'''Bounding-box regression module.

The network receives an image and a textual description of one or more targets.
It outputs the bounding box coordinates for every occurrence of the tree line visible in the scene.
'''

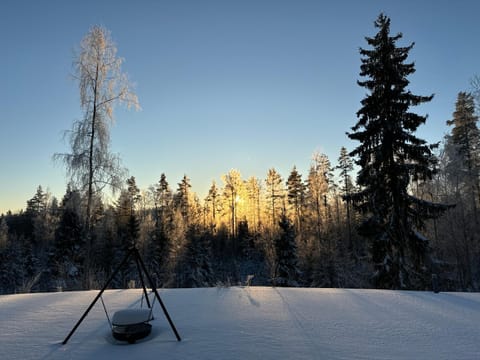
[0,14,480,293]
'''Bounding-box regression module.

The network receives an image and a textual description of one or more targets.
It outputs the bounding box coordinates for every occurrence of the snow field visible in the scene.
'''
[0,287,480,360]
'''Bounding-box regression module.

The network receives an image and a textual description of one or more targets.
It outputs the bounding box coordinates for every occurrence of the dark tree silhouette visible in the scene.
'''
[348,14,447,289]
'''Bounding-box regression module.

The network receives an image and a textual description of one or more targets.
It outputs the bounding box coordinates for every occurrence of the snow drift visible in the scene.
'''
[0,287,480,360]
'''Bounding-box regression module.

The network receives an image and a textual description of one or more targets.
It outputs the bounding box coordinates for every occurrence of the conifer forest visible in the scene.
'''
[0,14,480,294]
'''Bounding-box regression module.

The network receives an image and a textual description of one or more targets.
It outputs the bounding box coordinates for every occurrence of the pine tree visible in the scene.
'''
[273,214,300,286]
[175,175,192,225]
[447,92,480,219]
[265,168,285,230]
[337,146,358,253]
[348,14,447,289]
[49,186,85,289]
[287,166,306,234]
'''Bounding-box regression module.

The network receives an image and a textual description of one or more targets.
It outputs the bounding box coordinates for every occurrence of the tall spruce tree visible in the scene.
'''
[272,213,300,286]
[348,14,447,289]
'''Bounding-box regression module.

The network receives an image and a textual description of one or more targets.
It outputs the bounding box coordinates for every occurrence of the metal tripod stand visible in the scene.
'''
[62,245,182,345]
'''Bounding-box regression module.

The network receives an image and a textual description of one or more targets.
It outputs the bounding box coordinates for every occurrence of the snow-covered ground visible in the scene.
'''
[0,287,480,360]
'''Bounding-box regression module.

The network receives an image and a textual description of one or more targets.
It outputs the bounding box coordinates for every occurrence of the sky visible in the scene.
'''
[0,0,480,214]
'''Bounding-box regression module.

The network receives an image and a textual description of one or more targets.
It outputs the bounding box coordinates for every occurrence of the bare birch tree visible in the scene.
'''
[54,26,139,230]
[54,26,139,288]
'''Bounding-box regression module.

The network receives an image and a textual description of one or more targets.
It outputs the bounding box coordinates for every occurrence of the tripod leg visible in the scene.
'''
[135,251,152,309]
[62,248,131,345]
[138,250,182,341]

........

*AIM:* Transfer the listing above, from its start through the line containing "[287,166,306,234]", with both ends included and the requests kept, adding -65 to every bounding-box coordinate in the answers. Leave the pictures out.

*FINAL RESULT:*
'''Bounding-box regression module.

The network receives an image and a textual description of one or more targets.
It outputs the bounding box coordinates for every occurrence of the tree line visible in the scene.
'''

[-65,-51,415,228]
'''Bounding-box regression module.

The network receives an image and a textual description of one or more targets.
It outputs the bounding box coordinates for every occurrence of the snow field visible in the scene.
'''
[-65,222,415,295]
'''Bounding-box regression module.

The network receives an image and a textual description of one or more targets.
It outputs the bounding box coordinates for every occurrence of the dark tree silhouette visible in the scene.
'''
[283,-51,382,224]
'''Bounding-box regression module.

The network receives an image and a textual description of one or more targets.
It outputs the bounding box coordinates for every occurrence of the snow drift visible in the scene.
'''
[-65,222,415,295]
'''Bounding-box regression module.

The network receives an image and a textual description of one or more targets.
It outputs the bounding box coordinates for every occurrence of the conifer forest visible in the scene.
'''
[-65,-51,415,229]
'''Bounding-box regression module.

The network receives an image and a textual description of one or more targets.
It outputs the bounding box coordinates for every occurrence of the pine tree visible in the scene.
'''
[208,149,235,221]
[110,110,127,160]
[382,27,415,154]
[200,103,220,165]
[272,81,293,188]
[283,-51,382,224]
[-16,121,20,224]
[222,101,241,169]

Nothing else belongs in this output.